§ **DIRECTIVES**:
1) Answer these questions from the workbox text:
(a) How many drawers a week did the writer settle on instead of 12 a day?
(b) What does the child put over the front of a drawer once she is done with it?
(c) What does the picture on the number 3 drawer show the child?
2) Write what comes next in the workbox text, picking up after its final paragraph.

Enter the second day we tested this new plan out.  I decided instead of doing 12 drawers a day we'd do 12 a week.  So, only three a day four days a week.  Honestly this will work much better for us because I have a bunch of books to read to all of them each day (as a group) language arts is going to be with the older two together, and a few other things that I need to do WITH them together apart from the workboxes.  BUT I do like the workboxes for review pages and practicing their penmenship and for some math manipulatives or puzzles and so on that we have, but forget to use.

This is how the 5 year old's desk area looks after her school is done for the day.

This is where she hangs her schedule and keeps track of things. 

This schedule is just like the book showed and I got the printable from her website.  Each box (or drawer in our case) gets a number.

Each number on the schedule matches the number on the drawer and a Velcro dot is already stuck to the numbers.

So, she takes the first number off her schedule strip and velcros it to the corresponding numbered drawer.  Then she takes the drawer out of the shelf and takes everything out of it and DOES everything that is in it.  *note, you are supposed to have all the supplies they need for that, so pencils or rulers or whatever need to be all in there.  I quickly realized I didn't have enough pencils to have a pencil for every time they needed one.  Sort of overheated my pencil sharpener, but it's all good.

After they do everything in the "workbox" the original system has them put everything back in the box and put the box to the side (so that the shelves look emptier and emptier as the child works = great motivation to finish!) I needed a way to "block out" the drawer so it felt done.  I didn't want to take it out and leave it on the floor as she indicated though partly because I'm trying to teach them to put stuff AWAY when they are done with them.  SO, they get to put a strip of paper over the front of the drawer (that was in the drawer with the rest of the stuff) to indicate that they are now *done* with that drawer.  It's a good way to remind me as well.  I thought of using just black or something to "block it out" but this works for now.

And again, the next thing she does is look at her schedule strip and go to the next number and match it up like before and do everything in the drawer and put it all back and cover it with the paper.

I forgot to put the paper over drawer two when I took this picture, but you get the idea.. the number 3 box has a picture of me with her to show her that this is a drawer that she does with me instead of all by herself.  We are only doing three a day and each day both girls will have something to do with me.  Sometimes it's a work book type thing like this "early learner" book in my 5 year old's drawer, or it could be doing origami or even a brownie mix to do together!  Really, it can be super fun and feel "spontaneous" even though it's organized.

§ **AVAILABLE DATA**:
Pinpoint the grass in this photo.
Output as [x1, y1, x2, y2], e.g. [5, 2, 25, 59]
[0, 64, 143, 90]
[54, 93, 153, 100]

§ **ANSWERS PER TASK**:
1)
(a) 12 drawers a week, three a day for four days a week.
(b) A strip of paper that was in the drawer with the rest of the things.
(c) That it is a drawer she does with the writer instead of by herself.

2)
End of one day it looks like this, plus I forgot to say how I deal with things that don't fit in the drawers.  You don't have this issue if you use the boxes and shoe rack like the original system uses.  I used dry erase paper stuck to the box on top of the stack of drawers to hold things that don't fit in the drawers and wrote the number of the box.  This time there was just something for drawer #2.  Easy to pull one thing out to use with that drawer and put it all back when you are done.  Not a problem.

You can also put things on their schedule that isn't a number for their "workboxes" the book has some great ideas, but I wanted to add my own as well.  I already got some leapster explorer games (that are fun and education - especial for the right brain dominant learners) but noticed that the girls had stopped playing them since they weren't "new" anymore... enter the Leapster card onto the schedule strip.  I don't have a time limit for them to use it, you might want to do that if you think they spend too much time on it.

Right, so where do you put the card that doesn't go on the box?  This wasn't really talked about in the book, so I made up my own thing of where to put it and put it on their school desk folders.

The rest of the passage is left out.